**Selected extract:**
────

Funding Your Infrastructure Projects

Who this is for: Organizations responsible for maintaining sewer,and stormwater, while navigating aging systems, limited budgets, regulatory requirements, and increasing expectations from leadership and the communities they serve.

What you will learn: How to identify and overcome common procurement bottlenecks, evaluate faster and compliant purchasing paths, secure funding for infrastructure projects, and build a clear internal business case that aligns operational efficiency, public safety, and long-term asset performance.

Contents

How to Navigate Procurement, Funding, and Approval

Upgrading and maintaining sewer and stormwateris one of the most critical responsibilities public works organizations face. These systems protect public health, preserve the environment, and support economic growth. Yet even when the need for improvement is clear, infrastructure projects often stall long before work begins.

The reason is rarely a lack of urgency or technical capability. More often, it is the procurement process itself.

Between internal approvals, funding constraints, and lengthy procurement timelines, organizations can find themselves stuck in a cycle of delay. Meanwhile, aging infrastructure continues to deteriorate, increasing the risk of failures, regulatory violations, and emergency repairs that are far more costly than proactive investment.

────

**Given information:**
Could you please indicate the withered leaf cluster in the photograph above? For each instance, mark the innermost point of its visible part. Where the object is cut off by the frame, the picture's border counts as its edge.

────

**Task prompt:** Proceed with the infrastructure funding guide from the passage above, picking up right after its last sentence about deteriorating systems and costly emergency repairs.

**Output for this exercise:**
This guide explains how organizations can overcome procurement bottlenecks, identify faster purchasing paths, secure funding, and move critical infrastructure projects forward without sacrificing compliance, transparency, or accountability.

Why Infrastructure Projects Get Stalled

Most infrastructure projects do not fail because they are unnecessary. They fail because the path to approval is complex, fragmented, and resource-intensive.

Organizations must balance several competing pressures at once:

  • Fair and transparent procurement requirements
  • Limited staff and procurement resources
  • Risk aversion tied to public accountability
  • Funding availability and timing

Each additional approval layer adds time. Each delay increases costs. As projects sit in limbo, organizations are often forced into a “good enough for now” approach that prioritizes short-term stability over long-term maintenance and performance.

Understanding where and why projects stall is the first step toward building a faster, more sustainable procurement strategy.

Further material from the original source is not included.